**What the exercise asks:**
Find the line with "the sea stack" in the entries below. Repeat it, every following line, and the line with "the rv front", exactly and with nothing added.

**Supplied entries:**

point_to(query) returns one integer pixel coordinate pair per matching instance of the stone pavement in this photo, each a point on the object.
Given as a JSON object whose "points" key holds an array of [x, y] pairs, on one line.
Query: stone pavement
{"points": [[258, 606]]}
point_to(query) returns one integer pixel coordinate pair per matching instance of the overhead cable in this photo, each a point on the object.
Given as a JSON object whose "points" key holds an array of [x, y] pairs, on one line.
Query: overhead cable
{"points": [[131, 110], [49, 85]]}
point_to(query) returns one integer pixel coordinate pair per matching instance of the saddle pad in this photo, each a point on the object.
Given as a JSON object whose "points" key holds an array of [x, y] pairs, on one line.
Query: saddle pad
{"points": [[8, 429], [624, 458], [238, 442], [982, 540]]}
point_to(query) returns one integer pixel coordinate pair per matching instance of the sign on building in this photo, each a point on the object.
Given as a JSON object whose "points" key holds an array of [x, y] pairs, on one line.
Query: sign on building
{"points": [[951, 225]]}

--

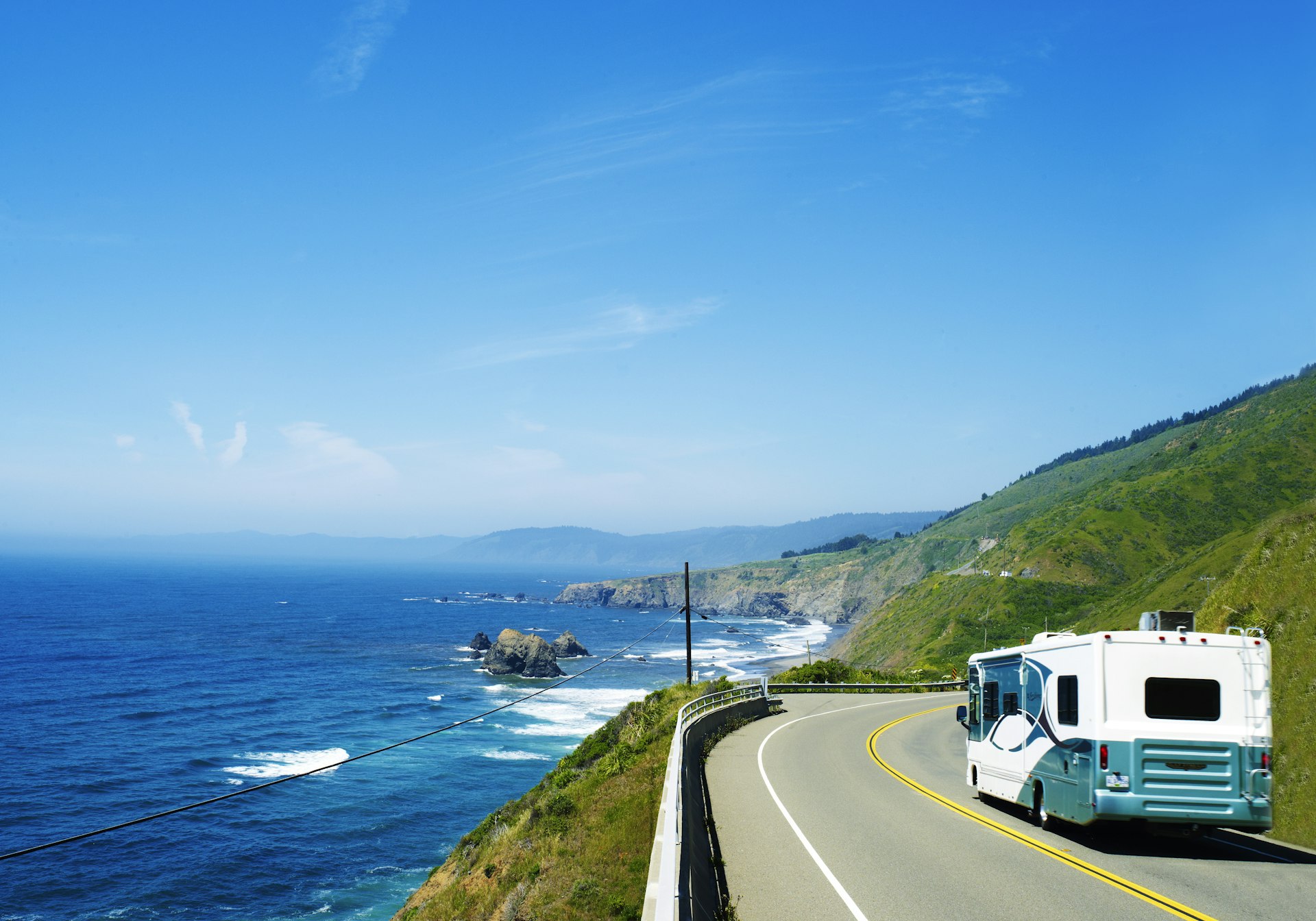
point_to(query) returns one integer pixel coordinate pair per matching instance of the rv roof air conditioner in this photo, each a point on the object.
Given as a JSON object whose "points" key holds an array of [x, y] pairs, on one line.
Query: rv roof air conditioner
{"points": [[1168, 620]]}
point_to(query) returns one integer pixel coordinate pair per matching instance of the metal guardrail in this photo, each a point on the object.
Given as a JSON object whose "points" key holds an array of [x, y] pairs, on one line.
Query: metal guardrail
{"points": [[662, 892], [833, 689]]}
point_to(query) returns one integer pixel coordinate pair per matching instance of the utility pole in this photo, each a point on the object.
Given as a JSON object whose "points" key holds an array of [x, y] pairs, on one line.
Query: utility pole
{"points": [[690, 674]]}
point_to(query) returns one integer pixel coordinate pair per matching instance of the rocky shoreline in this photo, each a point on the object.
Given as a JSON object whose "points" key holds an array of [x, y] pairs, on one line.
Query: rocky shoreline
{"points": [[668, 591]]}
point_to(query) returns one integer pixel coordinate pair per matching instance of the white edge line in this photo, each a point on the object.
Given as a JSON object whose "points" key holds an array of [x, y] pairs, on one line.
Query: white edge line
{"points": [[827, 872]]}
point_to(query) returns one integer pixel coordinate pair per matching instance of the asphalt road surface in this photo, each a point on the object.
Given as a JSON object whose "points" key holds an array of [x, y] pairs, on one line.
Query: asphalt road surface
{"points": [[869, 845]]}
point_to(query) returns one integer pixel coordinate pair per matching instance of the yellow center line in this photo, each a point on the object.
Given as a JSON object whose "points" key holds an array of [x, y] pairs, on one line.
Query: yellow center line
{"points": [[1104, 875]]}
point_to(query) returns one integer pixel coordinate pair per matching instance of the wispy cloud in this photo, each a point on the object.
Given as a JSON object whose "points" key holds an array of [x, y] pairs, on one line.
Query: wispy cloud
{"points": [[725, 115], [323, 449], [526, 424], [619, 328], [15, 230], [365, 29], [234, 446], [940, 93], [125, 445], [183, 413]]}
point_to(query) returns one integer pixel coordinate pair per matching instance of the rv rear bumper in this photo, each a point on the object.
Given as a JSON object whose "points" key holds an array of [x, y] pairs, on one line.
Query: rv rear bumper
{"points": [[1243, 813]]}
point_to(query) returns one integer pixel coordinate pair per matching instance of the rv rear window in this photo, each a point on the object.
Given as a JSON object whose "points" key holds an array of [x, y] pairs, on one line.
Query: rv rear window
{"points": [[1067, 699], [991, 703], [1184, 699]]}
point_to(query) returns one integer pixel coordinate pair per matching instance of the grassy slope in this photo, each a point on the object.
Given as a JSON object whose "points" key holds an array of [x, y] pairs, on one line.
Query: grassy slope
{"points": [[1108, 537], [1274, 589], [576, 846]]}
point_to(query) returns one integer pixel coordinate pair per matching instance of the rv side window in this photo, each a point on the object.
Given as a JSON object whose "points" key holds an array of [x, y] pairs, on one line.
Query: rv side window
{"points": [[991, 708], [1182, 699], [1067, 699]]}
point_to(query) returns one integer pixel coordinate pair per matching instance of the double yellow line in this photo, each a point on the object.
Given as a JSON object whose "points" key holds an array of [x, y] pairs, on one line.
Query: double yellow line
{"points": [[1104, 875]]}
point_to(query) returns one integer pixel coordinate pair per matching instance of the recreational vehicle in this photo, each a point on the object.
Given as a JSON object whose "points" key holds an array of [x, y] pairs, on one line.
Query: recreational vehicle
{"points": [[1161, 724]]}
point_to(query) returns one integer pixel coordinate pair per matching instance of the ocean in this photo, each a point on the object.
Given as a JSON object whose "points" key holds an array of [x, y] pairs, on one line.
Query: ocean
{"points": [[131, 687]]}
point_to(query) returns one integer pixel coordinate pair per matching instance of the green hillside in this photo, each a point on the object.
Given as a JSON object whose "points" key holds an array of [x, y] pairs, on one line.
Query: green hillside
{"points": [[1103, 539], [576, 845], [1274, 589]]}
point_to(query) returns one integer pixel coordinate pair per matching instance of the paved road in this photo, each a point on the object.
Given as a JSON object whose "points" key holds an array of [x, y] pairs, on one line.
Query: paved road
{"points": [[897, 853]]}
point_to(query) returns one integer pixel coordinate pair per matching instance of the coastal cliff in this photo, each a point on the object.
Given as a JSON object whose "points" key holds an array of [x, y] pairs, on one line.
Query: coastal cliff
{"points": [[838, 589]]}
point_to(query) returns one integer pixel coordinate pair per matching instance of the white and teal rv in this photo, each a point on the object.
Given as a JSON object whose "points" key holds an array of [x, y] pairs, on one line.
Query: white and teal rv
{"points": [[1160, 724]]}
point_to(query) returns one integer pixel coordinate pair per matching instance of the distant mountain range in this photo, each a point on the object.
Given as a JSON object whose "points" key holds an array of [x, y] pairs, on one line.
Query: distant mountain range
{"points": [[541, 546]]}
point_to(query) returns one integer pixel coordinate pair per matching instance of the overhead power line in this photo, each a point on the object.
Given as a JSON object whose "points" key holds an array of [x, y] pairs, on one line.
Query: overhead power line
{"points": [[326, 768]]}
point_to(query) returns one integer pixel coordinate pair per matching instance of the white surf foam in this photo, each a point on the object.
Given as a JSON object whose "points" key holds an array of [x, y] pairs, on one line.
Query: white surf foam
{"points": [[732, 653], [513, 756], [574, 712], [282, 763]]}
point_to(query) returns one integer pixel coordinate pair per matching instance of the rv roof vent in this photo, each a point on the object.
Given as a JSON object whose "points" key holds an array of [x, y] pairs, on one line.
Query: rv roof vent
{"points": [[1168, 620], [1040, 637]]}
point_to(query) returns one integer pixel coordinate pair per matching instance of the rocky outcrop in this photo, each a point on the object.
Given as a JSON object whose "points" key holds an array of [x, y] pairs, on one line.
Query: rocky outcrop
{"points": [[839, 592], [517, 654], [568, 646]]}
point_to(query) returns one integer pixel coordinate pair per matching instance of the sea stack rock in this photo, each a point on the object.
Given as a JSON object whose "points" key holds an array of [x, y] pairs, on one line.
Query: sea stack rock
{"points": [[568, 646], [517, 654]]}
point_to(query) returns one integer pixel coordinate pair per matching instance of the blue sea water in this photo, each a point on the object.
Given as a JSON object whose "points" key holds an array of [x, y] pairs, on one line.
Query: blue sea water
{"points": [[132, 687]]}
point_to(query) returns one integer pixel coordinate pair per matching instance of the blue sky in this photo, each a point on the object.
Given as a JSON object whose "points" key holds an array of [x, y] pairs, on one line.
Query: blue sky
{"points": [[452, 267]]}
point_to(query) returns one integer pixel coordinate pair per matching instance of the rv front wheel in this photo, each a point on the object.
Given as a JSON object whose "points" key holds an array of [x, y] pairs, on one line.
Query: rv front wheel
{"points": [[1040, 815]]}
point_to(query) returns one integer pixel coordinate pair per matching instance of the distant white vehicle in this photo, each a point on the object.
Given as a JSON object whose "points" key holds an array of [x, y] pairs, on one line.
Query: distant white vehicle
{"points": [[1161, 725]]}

**Output:**
point_to(query) returns one integer pixel coordinate pair per matching instance of the sea stack rock in this photo, each a point on the object.
Given as a JSON object whose "points" key holds an array of [x, y] pairs, on one line.
Query: sea stack rock
{"points": [[568, 646], [517, 654]]}
point_to(query) returns one integer pixel coordinate pair per matching instance of the blue sea water in this photo, each a point on the object.
Given as a JSON object whose "points" key holds an array of [x, y] pairs, on one line.
Query: blue sea water
{"points": [[132, 687]]}
point_to(query) returns one integer pixel coordinate pair per matching instance of the blue sky in this photo, each a point on the object.
Given as a JSON object whose "points" key holds an array of [x, y] pairs, on one line.
Query: blue sky
{"points": [[452, 267]]}
point_to(query) returns one integer pixel coordinate pair per matching instance of the rv front wheel in this photo, each a point on the object.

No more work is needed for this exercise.